[Start MATERIAL TO PROCESS]
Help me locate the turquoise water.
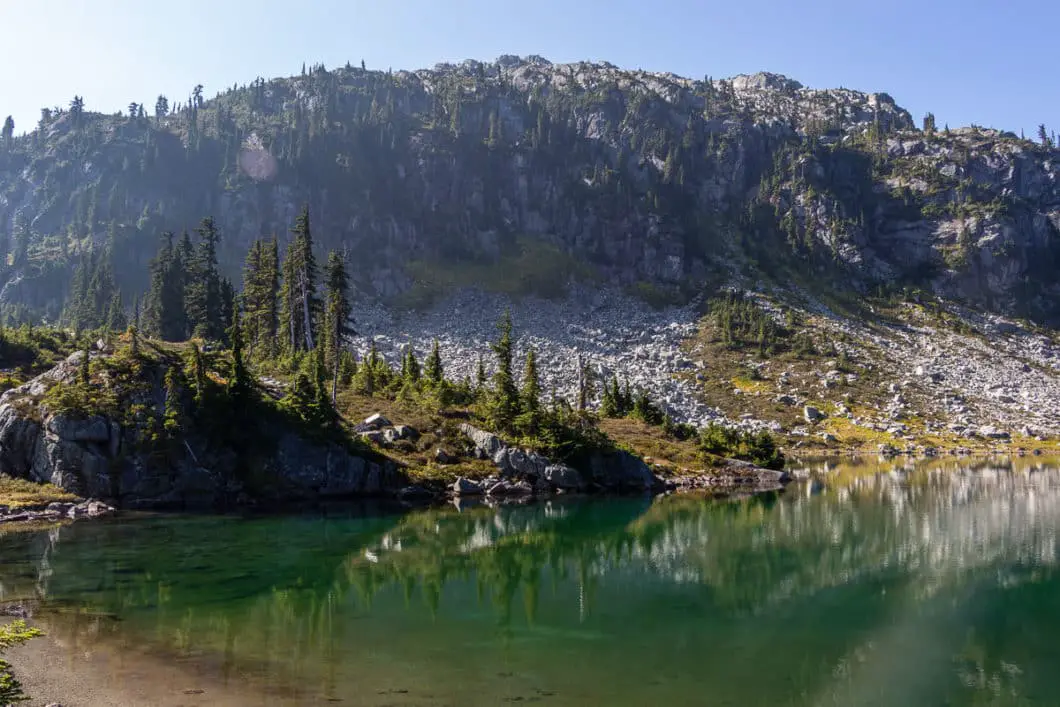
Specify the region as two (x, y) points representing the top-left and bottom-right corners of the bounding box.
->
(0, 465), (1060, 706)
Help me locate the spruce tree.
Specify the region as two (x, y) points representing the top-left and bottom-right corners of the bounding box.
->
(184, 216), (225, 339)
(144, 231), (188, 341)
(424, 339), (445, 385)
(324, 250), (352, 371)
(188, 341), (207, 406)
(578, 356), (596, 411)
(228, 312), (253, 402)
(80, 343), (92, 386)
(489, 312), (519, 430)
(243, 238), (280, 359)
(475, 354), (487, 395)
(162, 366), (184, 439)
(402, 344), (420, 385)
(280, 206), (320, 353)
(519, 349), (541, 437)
[End MATERIAL TO PROCESS]
[Start MATERIAL TO PROCESS]
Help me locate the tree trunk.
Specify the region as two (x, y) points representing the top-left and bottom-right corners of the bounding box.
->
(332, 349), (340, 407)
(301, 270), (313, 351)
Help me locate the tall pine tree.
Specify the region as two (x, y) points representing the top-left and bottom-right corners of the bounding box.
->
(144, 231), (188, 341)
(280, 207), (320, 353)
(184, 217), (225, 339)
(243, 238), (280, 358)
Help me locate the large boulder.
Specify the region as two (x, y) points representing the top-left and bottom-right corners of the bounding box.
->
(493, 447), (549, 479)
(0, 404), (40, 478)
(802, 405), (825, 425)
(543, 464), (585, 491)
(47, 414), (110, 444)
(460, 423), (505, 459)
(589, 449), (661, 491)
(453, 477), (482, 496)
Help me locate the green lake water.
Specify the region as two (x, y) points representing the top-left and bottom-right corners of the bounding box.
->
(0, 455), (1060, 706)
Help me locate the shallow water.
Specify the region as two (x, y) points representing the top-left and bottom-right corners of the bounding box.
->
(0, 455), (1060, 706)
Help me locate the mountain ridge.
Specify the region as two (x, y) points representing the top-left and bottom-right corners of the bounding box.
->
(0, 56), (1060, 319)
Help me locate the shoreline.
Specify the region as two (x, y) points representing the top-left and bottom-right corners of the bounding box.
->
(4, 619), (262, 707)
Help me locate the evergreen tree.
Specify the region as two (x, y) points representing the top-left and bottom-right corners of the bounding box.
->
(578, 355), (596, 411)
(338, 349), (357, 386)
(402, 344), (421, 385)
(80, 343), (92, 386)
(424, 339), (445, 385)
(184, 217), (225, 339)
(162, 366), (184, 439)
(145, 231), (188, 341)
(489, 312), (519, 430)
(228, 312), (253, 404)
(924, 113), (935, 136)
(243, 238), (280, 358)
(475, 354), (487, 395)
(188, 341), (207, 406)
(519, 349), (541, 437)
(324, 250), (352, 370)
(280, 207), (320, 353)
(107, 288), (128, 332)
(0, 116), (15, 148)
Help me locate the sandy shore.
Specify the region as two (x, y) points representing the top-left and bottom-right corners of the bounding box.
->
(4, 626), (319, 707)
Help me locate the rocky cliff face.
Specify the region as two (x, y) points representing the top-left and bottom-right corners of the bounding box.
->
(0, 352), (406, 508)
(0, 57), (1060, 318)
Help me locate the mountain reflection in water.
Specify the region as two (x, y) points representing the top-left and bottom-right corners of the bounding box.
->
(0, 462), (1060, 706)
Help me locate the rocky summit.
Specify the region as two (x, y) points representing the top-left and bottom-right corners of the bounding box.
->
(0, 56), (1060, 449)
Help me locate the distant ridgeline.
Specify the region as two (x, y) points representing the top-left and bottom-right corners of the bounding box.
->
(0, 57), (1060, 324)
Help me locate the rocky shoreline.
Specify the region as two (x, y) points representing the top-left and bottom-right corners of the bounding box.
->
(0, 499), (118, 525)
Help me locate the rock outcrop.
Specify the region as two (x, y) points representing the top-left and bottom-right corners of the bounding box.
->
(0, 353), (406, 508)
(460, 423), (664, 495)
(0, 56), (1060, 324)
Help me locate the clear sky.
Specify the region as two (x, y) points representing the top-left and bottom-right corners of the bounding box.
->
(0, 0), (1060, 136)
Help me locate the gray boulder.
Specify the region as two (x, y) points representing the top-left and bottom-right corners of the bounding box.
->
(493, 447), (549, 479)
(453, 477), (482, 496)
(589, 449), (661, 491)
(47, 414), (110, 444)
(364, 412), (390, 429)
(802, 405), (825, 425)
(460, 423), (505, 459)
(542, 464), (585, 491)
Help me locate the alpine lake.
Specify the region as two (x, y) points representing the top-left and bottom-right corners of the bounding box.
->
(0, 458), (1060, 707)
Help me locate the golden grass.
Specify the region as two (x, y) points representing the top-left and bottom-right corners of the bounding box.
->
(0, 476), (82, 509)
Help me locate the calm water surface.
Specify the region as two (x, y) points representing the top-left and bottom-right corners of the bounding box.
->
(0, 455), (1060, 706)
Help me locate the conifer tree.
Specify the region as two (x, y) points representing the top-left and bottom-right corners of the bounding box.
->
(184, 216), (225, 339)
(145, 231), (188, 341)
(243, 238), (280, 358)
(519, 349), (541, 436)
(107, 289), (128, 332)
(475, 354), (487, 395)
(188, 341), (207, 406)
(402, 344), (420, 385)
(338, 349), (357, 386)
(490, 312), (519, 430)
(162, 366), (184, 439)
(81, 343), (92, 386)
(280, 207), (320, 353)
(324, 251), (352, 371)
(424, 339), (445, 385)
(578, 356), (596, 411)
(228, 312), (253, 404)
[End MATERIAL TO PROCESS]
## DO THIS:
Repeat everything in the records from the line containing "Help me locate the rocky shoreline." down to the line containing "(0, 0), (1060, 136)", including both of those lines, without changing anything.

## SOLUTION TO THIS PROBLEM:
Help me locate the rocky shoreline.
Specify the region as two (x, y) points representing the top-left and bottom-right corners of the bounding box.
->
(0, 499), (118, 525)
Help me locate the rock outcrop.
Specify the region as two (x, y) points representing the top-left and bottom-right corners of the bounding box.
->
(0, 353), (406, 508)
(460, 423), (664, 495)
(0, 56), (1060, 324)
Help me locate the clear sky.
Specify the region as two (x, y) points representing the top-left and bottom-right corners of the bounding box.
->
(0, 0), (1060, 136)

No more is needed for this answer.